[Work instructions] Read the passage on detecting audio attacks below and say whether each statement agrees with it. Answer yes or no for each, quoting the deciding words of the passage. 1. The program raises a flag when the transcription of a single portion closely matches the corresponding part of the full transcription. 2. Attacks were still caught most of the time even when the attacker knew about the defense system. 3. Li says it is clear why the method works.

[Source text]

Bo Li, a computer scientist at the University of Illinois at Urbana-Champaign, and her co-authors wrote an algorithm that transcribes a full audio clip and, separately, just one portion of it. If the transcription of that single piece doesn’t closely match the corresponding part of the full transcription, the program throws a red flag — the sample might have been compromised.
The authors showed that for several types of attack, their method almost always detected the meddling. Further, even if an attacker was aware of the defence system, attacks were still caught most of the time.
Li says that she was surprised by the method’s robustness, and that — as it often happens in deep learning — it is unclear why exactly it works. Zhoulin Yang, a computer scientist at Shanghai Jiao Tong University in China who presented the work at the conference, says that as adversarial attacks become more common, services like Google’s Assistant, Amazon’s Alexa or Apple’s Siri should implement the defense.
“Part of the appeal is the simplicity of the idea,” says Nicholas Carlini, a research scientist at Google Brain in Mountain View, California, who designed the ‘evil.com’ attack.

[Material provided]

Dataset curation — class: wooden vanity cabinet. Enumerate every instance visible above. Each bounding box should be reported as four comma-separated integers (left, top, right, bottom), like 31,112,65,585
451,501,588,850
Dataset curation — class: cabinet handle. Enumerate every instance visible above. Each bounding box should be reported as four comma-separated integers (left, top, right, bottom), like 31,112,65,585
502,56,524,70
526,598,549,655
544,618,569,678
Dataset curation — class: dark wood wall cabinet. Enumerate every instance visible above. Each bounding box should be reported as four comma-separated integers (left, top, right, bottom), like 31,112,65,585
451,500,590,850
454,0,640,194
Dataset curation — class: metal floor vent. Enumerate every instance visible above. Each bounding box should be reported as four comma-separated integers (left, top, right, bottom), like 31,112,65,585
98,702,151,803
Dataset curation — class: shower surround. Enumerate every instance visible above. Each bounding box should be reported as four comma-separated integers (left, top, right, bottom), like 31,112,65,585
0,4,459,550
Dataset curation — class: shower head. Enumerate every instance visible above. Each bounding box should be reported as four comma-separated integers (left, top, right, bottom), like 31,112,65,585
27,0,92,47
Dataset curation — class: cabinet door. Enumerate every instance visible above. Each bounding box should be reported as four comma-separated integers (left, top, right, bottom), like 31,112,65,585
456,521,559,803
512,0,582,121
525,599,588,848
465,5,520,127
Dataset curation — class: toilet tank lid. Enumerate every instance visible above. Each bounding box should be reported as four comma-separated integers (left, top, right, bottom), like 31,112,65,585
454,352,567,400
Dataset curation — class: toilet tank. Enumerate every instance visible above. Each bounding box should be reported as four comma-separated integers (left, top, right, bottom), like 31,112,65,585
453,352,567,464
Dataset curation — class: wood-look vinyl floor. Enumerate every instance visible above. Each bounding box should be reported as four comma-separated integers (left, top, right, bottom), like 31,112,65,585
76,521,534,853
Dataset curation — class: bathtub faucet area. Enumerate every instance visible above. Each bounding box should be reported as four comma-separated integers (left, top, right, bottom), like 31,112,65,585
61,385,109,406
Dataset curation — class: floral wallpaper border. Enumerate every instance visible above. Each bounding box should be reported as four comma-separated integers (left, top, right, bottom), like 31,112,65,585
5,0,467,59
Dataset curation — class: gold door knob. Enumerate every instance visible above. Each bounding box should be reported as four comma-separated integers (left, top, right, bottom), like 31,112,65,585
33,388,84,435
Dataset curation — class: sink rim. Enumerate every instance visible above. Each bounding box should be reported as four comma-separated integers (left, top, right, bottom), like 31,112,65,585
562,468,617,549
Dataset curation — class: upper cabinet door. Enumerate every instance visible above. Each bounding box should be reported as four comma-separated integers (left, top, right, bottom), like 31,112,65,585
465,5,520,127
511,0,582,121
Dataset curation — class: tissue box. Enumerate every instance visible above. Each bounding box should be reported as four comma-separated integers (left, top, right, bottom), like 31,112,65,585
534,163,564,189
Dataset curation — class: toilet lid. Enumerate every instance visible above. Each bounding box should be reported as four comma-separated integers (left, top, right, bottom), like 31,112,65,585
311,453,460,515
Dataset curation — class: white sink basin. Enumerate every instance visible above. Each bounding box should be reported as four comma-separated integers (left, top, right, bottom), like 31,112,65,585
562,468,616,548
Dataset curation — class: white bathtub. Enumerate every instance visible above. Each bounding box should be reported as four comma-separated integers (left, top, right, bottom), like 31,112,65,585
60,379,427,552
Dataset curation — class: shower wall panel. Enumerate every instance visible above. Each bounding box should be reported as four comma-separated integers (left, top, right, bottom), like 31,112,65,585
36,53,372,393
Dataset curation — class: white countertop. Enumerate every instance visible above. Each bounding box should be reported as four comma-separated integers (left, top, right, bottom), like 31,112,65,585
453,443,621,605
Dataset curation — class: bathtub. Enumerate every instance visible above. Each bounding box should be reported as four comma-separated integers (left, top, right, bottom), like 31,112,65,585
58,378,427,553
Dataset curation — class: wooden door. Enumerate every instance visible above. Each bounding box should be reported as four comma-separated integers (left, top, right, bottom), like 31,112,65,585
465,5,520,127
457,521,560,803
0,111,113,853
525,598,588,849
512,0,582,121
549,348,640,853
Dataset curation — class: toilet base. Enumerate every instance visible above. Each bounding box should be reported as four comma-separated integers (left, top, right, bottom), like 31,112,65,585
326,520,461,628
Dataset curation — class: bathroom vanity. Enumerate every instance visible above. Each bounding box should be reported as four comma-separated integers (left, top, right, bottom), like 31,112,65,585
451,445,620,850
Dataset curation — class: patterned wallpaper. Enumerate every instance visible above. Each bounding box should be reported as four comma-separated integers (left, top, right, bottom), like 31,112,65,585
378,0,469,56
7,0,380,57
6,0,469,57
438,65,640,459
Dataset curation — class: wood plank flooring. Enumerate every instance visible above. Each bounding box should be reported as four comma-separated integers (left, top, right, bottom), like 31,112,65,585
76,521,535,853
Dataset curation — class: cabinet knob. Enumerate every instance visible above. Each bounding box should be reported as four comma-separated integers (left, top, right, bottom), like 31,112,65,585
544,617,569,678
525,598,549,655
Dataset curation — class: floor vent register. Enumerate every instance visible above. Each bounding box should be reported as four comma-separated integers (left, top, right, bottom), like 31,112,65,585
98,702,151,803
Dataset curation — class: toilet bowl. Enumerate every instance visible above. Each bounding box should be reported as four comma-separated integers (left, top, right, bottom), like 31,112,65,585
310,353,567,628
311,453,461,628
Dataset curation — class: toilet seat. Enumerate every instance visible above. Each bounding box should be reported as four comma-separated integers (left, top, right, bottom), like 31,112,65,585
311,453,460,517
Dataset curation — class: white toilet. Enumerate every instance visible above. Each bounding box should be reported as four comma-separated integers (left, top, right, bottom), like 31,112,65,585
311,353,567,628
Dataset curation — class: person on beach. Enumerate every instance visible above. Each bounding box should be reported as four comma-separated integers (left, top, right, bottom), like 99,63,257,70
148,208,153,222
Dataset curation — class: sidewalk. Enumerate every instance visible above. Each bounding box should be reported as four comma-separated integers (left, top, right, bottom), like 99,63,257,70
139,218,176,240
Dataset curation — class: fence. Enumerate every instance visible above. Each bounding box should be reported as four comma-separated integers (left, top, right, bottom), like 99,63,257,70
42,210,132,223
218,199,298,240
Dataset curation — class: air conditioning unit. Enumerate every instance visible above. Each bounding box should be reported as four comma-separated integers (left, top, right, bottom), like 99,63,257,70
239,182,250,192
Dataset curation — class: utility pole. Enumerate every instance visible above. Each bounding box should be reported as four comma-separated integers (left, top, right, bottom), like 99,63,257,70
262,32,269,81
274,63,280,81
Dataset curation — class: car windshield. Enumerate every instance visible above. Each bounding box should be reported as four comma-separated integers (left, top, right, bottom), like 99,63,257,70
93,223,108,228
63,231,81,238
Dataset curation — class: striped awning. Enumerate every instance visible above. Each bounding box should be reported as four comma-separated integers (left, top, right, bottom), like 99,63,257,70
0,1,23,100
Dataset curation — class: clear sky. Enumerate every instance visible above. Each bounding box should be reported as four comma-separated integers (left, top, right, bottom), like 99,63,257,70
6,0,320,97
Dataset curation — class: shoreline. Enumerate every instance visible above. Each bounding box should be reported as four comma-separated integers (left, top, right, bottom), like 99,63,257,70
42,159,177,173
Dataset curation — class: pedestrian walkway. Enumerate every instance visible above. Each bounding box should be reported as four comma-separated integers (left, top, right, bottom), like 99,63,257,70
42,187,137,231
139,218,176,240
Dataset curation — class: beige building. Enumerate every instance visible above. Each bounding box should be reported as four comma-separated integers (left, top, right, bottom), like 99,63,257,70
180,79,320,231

[Result]
1. No: "If the transcription of that single piece doesn’t closely match the corresponding part of the full transcription, the program throws a red flag"
2. Yes: "even if an attacker was aware of the defence system, attacks were still caught most of the time."
3. No: "it is unclear why exactly it works."